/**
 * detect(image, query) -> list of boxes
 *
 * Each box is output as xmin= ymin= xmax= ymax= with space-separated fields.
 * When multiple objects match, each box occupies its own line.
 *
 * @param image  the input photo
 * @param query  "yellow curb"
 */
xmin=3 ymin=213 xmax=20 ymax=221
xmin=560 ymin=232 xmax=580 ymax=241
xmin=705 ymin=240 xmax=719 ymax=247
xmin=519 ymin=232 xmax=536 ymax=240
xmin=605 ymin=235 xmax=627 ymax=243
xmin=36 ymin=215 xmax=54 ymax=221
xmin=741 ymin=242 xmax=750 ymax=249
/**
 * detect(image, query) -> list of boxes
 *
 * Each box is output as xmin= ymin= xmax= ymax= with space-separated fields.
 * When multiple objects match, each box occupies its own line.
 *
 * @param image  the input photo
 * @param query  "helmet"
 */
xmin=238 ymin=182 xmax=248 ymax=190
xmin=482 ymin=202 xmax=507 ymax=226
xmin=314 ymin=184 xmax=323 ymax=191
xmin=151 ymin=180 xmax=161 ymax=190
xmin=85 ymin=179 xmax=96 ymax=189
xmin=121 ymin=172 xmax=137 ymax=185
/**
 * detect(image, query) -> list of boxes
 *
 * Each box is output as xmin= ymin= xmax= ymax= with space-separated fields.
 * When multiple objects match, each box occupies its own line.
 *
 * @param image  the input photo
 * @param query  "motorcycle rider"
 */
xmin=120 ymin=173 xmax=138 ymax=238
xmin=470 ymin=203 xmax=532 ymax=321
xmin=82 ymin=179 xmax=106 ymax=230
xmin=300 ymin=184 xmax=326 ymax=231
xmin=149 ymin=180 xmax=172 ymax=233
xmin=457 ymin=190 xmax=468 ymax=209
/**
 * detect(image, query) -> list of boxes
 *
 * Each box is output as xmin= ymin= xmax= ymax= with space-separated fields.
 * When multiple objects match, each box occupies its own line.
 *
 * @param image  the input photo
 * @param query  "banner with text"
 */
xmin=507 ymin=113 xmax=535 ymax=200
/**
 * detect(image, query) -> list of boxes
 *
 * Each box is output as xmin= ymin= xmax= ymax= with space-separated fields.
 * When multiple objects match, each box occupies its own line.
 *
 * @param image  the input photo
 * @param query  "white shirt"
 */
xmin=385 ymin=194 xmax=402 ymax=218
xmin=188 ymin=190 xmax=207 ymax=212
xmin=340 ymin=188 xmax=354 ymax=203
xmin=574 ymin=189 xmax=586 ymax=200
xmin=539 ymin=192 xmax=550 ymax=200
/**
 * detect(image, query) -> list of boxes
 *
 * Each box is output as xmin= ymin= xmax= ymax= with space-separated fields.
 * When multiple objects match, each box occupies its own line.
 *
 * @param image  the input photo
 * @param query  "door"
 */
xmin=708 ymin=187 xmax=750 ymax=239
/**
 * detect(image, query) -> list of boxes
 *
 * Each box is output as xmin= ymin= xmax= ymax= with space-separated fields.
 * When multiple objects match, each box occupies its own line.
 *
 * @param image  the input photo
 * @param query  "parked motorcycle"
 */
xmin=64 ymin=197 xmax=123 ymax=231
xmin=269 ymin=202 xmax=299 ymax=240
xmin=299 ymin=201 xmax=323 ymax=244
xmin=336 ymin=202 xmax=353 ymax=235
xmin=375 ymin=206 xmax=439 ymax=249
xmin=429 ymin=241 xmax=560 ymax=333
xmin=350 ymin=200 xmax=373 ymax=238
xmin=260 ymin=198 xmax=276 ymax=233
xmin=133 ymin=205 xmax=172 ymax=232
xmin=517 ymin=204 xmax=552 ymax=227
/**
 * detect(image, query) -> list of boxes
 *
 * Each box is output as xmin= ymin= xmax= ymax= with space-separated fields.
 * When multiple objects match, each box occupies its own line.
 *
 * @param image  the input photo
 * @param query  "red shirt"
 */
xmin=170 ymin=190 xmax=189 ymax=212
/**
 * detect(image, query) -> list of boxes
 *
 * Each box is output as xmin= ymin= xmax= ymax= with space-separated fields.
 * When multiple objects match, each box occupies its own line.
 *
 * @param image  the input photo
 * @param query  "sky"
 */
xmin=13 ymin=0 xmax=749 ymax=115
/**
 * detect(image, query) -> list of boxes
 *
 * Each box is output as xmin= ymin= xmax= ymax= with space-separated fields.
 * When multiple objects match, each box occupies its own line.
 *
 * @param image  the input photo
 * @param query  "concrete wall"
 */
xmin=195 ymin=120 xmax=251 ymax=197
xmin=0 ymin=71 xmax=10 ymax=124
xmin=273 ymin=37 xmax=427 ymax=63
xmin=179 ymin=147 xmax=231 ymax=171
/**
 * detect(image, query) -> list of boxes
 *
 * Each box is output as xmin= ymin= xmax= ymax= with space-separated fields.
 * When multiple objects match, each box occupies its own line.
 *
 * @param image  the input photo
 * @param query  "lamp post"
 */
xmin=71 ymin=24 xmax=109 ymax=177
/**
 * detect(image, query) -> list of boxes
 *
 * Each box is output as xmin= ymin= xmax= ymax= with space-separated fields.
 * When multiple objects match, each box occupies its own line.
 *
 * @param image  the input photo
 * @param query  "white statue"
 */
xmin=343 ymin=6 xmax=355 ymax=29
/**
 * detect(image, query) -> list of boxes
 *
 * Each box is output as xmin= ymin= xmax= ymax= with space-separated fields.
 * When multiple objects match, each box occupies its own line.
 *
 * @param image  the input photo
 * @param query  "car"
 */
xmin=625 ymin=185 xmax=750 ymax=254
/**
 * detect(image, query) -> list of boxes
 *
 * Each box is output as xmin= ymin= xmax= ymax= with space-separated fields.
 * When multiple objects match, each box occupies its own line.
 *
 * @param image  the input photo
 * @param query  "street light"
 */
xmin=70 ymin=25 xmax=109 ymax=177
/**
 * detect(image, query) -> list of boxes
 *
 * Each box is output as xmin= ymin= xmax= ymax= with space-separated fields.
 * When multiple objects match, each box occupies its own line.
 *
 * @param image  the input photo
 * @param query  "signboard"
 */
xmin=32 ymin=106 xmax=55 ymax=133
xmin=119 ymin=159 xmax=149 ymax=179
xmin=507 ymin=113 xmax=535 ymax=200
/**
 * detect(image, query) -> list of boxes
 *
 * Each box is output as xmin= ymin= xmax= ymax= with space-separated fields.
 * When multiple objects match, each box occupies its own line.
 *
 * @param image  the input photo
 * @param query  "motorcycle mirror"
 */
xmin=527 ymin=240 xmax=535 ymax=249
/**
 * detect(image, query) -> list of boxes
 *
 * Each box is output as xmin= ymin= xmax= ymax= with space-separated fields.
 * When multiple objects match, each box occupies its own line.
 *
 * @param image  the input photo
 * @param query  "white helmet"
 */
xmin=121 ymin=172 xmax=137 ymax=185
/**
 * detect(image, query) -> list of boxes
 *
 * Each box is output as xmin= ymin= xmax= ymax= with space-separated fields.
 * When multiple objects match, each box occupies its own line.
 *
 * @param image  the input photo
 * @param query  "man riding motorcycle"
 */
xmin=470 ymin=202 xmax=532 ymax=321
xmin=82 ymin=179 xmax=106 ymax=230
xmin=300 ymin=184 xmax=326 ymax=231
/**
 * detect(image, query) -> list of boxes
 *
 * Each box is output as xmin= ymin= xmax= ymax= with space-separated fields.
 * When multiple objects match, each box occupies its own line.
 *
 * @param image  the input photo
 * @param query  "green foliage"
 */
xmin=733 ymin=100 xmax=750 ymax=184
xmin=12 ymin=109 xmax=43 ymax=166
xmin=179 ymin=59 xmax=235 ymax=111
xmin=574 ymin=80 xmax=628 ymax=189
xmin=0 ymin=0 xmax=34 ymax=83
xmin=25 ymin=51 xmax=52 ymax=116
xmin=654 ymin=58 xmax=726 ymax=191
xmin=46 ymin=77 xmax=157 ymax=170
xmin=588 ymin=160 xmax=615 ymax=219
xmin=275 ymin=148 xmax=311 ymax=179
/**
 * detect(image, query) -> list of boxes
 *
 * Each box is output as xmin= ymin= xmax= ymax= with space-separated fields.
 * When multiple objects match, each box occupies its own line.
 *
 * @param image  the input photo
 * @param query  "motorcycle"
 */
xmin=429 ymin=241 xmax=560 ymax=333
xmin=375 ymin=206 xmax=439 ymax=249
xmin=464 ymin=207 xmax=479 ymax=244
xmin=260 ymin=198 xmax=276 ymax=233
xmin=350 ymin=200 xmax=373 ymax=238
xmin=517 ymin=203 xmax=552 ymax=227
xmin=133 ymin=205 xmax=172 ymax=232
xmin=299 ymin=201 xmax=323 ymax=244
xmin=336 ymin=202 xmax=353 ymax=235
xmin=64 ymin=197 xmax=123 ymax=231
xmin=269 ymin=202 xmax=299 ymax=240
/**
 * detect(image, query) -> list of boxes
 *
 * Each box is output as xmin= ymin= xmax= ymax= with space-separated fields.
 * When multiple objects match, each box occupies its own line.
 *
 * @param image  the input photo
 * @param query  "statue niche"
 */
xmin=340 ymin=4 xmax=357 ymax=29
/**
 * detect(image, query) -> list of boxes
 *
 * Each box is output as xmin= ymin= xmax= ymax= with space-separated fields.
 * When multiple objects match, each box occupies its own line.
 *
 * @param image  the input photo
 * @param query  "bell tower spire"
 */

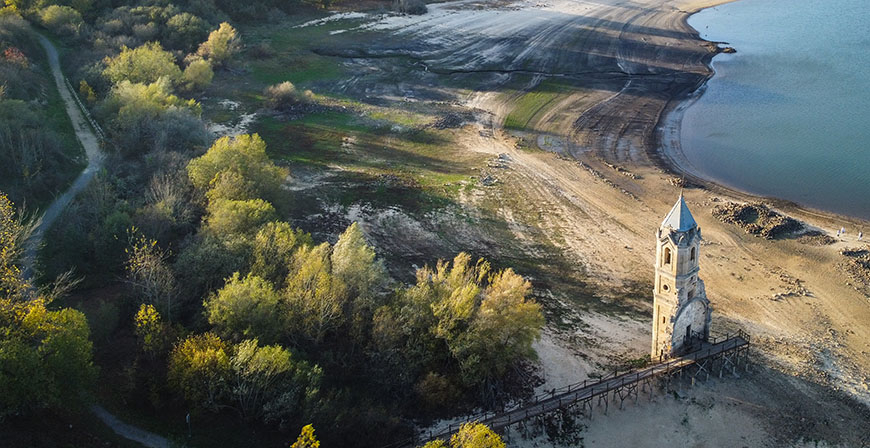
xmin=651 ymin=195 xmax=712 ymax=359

- _EXERCISE REQUIREMENTS_
Go through the data above and copy each line in which "white" appears.

- _RESULT OF THIS TASK_
 * @param query  "white shirt"
 * @param query  "white statue"
 * @param query  "white helmet"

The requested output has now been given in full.